▶ PROBLEM DESCRIPTION:
Pick every line with "positive" from the material below.

▶ GIVEN DATA:

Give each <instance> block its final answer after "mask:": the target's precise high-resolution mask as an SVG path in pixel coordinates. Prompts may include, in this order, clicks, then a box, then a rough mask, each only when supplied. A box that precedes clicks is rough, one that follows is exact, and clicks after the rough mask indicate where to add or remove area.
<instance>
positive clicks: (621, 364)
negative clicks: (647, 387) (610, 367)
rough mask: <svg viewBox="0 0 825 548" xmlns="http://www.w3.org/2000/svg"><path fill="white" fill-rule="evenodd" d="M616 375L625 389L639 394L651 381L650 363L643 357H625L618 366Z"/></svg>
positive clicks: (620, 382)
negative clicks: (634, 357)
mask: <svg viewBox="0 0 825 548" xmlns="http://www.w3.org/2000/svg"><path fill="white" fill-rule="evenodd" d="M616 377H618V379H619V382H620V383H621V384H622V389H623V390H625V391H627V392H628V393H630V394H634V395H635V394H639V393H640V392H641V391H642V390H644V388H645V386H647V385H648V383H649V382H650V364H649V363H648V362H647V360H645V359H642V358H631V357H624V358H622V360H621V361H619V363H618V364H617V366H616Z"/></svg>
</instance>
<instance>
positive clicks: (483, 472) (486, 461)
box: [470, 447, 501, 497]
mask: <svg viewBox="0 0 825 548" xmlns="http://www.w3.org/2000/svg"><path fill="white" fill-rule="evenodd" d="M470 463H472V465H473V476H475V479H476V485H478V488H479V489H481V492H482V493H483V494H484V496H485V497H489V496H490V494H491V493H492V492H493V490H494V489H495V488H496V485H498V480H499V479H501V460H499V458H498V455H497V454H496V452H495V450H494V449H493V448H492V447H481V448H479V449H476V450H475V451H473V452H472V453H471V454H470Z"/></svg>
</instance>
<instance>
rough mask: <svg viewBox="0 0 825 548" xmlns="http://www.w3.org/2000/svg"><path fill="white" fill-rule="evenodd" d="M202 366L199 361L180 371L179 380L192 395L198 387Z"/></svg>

▶ TASK RESULT:
positive clicks: (621, 364)
positive clicks: (620, 382)
positive clicks: (483, 472) (486, 461)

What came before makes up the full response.